(Records from a data collection)
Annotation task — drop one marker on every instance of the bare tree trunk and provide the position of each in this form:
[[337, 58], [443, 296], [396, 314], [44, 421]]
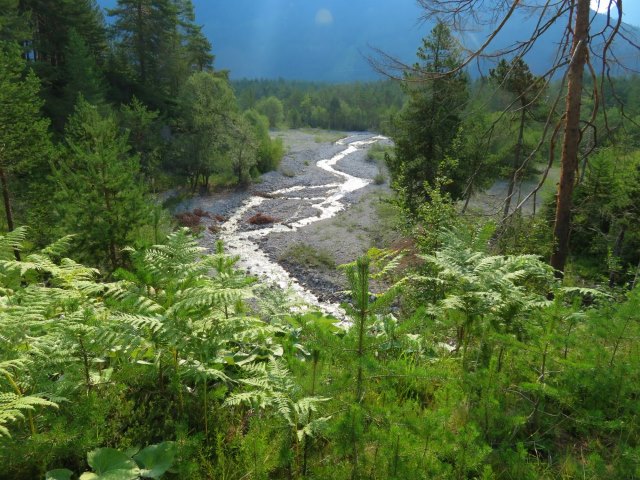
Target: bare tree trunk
[[571, 141], [7, 205], [516, 165], [617, 250]]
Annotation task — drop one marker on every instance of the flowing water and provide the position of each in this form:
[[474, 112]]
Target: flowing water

-- Task brief --
Retype all of the material above word for word, leaving the pictures out of your answer.

-- Written answer --
Annotation task — drop one marker on every instance of the bare tree trunk and provide the position of each in this form:
[[337, 58], [443, 296], [396, 314], [44, 421]]
Target: bare tree trunk
[[571, 141], [7, 205], [516, 165], [617, 250]]
Annotation task — drop one marker on every instance of the flowing water and provide the position of each in this form:
[[474, 112]]
Target: flowing water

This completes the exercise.